Passage provided >>
□ □ □ □

First, get your horn ready

Two quick things before any wiring.

Your Compact Electric Horn has a direct drive compressor built right inside it. Take care of these two things first and it will sound great and last for years.

Don't skip this

Attach the air filter

In the box you'll find a short piece of air line and a small air filter. They install onto the intake of the horn's built-in compressor. The filter keeps dust and road debris out of the compressor, which is what keeps the horn loud and makes it last. It takes about a minute, and it's the one step people forget.

1
Push the air line onto the intake
Find the intake port on the compressor housing and press the short air line firmly onto it.
2
Fit the filter on the other end
Push the small filter onto the free end of the air line so the compressor draws air through it.
3
Point it down, away from water
Position the filter so it faces down and away from direct road spray. It needs clean, dry air, not water.
Air filter attached to the compressor intake
Mount the horn

Bolt the horn down using the built-in mounting tab. A few things to keep in mind:

  • Pick a spot protected from direct water and road spray.
  • Mount it so the air filter points down, not up.
  • Keep the front of the horn clear so the sound projects.
  • Leave room to reach the two terminals for wiring.
Compact electric horn mounted
Wire legend
Red, 10 ga
Main power & horn positive (+)

□ □ □ □

Supplied entries >>
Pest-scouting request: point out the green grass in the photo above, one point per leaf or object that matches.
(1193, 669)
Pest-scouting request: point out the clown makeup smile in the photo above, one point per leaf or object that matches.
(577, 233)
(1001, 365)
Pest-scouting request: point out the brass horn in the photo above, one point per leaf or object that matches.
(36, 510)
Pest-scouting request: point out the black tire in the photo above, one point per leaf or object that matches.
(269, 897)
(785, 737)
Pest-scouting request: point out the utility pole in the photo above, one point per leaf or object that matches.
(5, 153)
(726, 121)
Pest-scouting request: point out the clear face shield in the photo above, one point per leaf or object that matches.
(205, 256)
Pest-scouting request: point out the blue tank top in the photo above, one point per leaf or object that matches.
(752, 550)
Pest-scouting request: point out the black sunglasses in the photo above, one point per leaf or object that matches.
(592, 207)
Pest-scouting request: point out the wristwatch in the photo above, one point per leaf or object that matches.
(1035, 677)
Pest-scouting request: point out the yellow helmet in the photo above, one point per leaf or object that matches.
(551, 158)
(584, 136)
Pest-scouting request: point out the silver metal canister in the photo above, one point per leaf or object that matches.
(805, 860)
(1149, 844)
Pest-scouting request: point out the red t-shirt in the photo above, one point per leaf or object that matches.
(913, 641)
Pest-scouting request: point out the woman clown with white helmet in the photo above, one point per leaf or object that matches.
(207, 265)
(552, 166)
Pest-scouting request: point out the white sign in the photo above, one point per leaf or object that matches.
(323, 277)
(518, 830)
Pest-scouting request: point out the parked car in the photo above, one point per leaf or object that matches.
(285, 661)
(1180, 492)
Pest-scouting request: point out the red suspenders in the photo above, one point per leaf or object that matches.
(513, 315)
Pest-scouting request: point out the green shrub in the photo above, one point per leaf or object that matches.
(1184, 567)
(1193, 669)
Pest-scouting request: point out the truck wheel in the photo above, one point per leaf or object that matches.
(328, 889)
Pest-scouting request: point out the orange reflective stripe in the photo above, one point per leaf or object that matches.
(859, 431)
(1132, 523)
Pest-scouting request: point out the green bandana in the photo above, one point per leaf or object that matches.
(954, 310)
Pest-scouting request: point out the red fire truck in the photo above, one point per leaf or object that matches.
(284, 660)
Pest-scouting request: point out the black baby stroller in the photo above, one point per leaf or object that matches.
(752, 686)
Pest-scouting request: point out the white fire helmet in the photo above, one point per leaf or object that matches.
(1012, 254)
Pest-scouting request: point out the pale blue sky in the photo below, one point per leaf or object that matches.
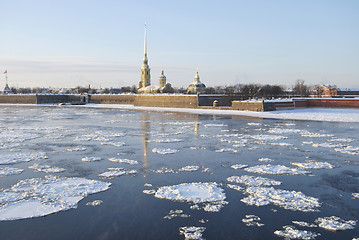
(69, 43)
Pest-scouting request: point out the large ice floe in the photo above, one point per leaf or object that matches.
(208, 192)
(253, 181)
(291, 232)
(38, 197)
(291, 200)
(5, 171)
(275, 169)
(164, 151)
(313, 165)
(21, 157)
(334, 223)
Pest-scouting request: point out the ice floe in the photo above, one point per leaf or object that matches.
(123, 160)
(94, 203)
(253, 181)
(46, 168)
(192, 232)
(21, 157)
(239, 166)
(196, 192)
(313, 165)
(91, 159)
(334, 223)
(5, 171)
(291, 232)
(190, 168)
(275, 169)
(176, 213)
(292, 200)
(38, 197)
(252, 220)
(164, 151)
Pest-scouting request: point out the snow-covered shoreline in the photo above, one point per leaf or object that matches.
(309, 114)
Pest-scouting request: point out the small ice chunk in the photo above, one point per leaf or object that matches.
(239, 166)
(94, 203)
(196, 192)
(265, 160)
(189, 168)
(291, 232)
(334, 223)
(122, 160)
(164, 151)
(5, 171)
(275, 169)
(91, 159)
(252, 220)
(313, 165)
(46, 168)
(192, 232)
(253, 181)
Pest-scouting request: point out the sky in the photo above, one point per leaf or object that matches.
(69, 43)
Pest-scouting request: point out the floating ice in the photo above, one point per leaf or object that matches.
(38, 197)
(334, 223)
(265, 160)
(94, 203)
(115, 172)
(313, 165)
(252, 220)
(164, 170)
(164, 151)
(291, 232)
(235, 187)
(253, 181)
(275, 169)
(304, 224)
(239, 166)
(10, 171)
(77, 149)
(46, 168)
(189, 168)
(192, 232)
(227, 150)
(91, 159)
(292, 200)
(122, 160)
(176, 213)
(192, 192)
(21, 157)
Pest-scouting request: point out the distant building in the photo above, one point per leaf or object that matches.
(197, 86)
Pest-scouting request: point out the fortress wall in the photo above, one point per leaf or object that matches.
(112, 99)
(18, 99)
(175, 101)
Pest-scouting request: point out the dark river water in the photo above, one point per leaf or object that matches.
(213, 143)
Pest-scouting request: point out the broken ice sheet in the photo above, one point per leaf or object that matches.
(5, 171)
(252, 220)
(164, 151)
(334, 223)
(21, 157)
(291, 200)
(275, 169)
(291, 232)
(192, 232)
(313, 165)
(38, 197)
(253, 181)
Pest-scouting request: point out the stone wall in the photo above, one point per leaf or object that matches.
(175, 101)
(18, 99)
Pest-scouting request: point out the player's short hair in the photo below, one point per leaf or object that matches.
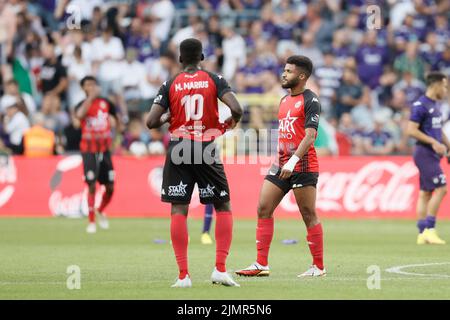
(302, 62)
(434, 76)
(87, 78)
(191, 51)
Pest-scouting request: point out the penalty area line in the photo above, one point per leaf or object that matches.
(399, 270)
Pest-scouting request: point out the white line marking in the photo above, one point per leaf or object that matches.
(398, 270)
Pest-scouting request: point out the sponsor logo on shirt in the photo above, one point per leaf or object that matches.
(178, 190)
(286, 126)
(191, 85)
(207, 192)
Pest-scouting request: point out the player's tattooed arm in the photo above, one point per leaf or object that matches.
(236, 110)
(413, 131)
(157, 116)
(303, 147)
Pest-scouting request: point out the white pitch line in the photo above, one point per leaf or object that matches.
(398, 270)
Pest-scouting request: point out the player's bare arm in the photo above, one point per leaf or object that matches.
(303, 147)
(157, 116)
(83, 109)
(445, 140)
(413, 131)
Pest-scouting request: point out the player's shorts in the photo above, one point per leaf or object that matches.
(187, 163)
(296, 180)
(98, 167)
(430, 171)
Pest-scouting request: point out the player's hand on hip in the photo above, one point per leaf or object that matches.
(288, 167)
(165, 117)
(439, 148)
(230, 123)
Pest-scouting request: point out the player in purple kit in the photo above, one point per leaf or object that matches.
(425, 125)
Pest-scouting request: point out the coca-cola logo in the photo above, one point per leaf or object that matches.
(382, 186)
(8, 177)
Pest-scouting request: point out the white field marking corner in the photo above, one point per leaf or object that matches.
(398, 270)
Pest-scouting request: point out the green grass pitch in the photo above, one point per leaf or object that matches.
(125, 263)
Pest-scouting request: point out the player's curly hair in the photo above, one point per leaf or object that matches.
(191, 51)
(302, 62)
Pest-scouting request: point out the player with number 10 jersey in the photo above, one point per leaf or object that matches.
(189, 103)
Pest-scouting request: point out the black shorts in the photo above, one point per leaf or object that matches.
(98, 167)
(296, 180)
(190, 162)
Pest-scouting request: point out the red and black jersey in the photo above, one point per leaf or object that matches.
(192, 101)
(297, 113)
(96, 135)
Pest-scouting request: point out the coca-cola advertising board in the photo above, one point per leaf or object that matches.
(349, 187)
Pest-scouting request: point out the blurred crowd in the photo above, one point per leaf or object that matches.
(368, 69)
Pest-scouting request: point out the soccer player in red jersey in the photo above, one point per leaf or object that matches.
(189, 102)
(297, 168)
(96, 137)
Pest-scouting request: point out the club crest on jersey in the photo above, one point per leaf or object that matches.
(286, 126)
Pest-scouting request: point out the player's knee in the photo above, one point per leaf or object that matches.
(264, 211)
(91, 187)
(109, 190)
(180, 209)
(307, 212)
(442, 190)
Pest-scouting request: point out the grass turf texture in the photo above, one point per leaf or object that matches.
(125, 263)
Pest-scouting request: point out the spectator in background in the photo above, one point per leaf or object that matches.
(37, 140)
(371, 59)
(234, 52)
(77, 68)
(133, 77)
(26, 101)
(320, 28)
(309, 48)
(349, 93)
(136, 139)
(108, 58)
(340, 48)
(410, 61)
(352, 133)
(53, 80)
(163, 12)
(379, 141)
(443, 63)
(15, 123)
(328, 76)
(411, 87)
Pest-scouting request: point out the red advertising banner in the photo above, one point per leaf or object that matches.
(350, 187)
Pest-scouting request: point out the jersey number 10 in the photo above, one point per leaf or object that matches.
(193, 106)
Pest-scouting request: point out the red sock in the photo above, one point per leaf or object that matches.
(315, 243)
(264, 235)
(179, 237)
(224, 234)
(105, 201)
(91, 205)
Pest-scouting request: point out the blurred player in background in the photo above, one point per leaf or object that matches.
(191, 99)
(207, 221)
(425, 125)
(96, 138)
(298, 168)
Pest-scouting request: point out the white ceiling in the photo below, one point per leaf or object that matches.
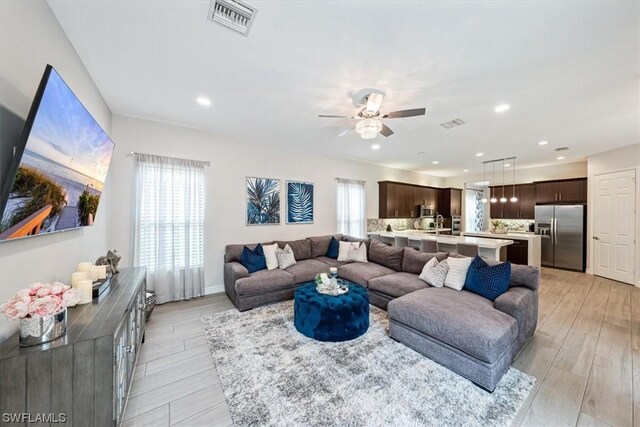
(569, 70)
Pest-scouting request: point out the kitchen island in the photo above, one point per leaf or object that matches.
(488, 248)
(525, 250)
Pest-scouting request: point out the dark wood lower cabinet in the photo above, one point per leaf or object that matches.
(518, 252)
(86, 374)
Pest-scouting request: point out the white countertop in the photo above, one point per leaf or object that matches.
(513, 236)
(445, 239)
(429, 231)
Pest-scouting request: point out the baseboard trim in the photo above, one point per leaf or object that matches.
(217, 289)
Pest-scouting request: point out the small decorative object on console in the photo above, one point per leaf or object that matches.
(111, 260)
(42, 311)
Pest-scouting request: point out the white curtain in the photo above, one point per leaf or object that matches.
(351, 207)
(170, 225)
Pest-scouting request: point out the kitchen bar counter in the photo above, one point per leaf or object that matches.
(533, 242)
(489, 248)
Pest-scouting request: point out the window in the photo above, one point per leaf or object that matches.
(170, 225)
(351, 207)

□ □ □ □

What you need to do >>
(1) Decide whether each statement agrees with the horn setup guide, answering yes or no and quoting the words that settle it: (a) The air filter should be mounted facing up. (b) The short air line and the air filter come in the box. (c) The compressor is a separate unit from the horn.
(2) Print the part of the horn setup guide that opens with the words containing "Don't skip this" and closes with "step people forget.".
Answer from the horn setup guide alone.

Solutions to each task >>
(1)
(a) No: "Mount it so the air filter points down, not up."
(b) Yes: "In the box you'll find a short piece of air line and a small air filter."
(c) No: "Your Compact Electric Horn has a direct drive compressor built right inside it."

(2)
Don't skip this

Attach the air filter

In the box you'll find a short piece of air line and a small air filter. They install onto the intake of the horn's built-in compressor. The filter keeps dust and road debris out of the compressor, which is what keeps the horn loud and makes it last. It takes about a minute, and it's the one step people forget.